*EXERCISE INSTRUCTIONS:*
1. In the book review, how long had the housemaid served Peter Kien without his noticing?
2. Quote the book review word for word, starting with "One of the most" and going on through "its abnormal characters.".

*TEXT PASSAGE:*
================
One of the most peculiar books I have ever read. And one which, despite its length, I couldn't put down. Each chapter pulled me further and further into this bizarre world and its abnormal characters.

There is a man named Peter Kien, a great academic, a sinologist, a man utterly obsessed with books. Never have you encountered a man more devoted to his books, never in literature have you met someone more fixated, to the point of lunacy, on his private library. They are more important than people, more important than life.

Peter is anti-social, perhaps autistic, to the extent that he isn't always fully present or cognizant of his surroundings; he is eternally living in his mind and cannot always grasp the nuance of life or those around him -- the real world is beyond him. He has a housemaid who has, unnoticed, served him for eight years but who, one day, ushers away a child that Peter had promised could see the library; this leads him to view her somewhat differently, perhaps as a kindred spirit. She is someone serious, someone who will look after his books and protect them as much as he does. What follows is a rash marriage and a spiral of events which lead to mental decline and uncertainty. She is a witch! She takes over his house, his books, she kicks him out! He is left to roam the streets, living in a hotel, manipulated and taken advantage of by almost everyone he meets. None more so than a dwarf named Fischerle who has ambitions of being a chess champion. Deeper and deeper goes Peter Kien, his mind collapsing about him, his capacity for control and sanity out of reach. His precious books escaping him. The world is a cold, nasty place occupied by vile, greedy insects!
================
*ROWS:*
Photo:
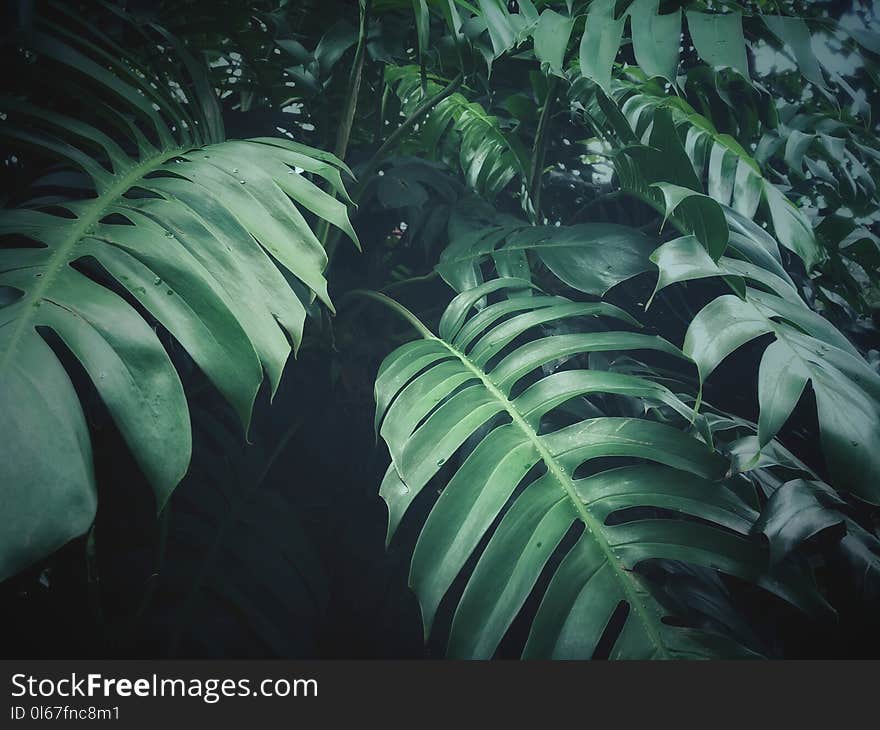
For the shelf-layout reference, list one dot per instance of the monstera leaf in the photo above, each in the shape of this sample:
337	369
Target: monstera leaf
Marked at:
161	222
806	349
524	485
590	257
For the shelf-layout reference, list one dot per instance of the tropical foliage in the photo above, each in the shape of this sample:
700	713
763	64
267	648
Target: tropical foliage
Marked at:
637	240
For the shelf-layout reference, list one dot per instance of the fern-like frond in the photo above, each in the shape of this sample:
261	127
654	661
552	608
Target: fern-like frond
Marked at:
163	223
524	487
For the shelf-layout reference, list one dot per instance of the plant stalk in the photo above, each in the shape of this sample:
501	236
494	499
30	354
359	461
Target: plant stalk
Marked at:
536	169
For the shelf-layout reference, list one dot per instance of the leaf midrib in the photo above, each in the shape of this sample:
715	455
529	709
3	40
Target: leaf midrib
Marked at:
================
*OUTPUTS IN ORDER:*
1. Eight years.

2.
One of the most peculiar books I have ever read. And one which, despite its length, I couldn't put down. Each chapter pulled me further and further into this bizarre world and its abnormal characters.